___ DATA TO EXAMINE
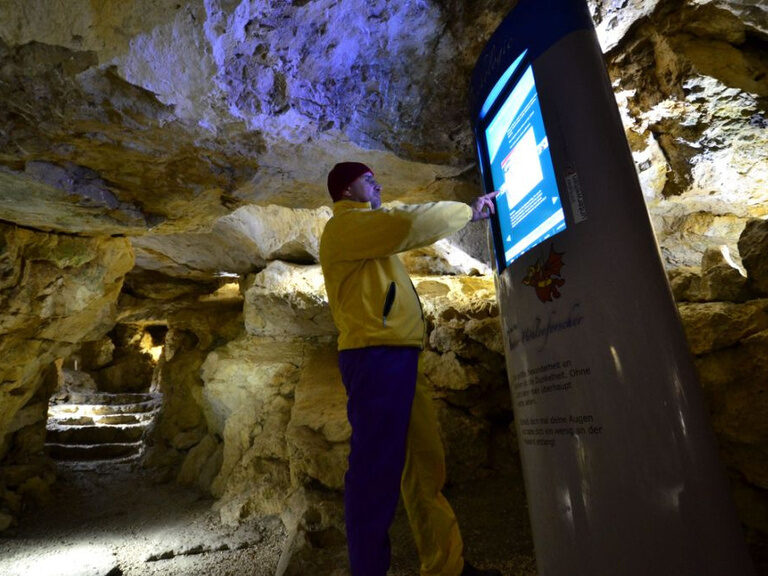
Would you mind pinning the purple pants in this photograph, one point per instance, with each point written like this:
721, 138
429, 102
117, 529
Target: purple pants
380, 383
______
### TASK REQUIREMENTS
Word for word, give the entries back in full; the pictures do not belong in the copy.

### SOLVED EXERCISE
Would you mind pinning the purple pants in this photograph, one point per instance, with each point written like this:
721, 138
429, 102
117, 529
Target: purple pants
380, 383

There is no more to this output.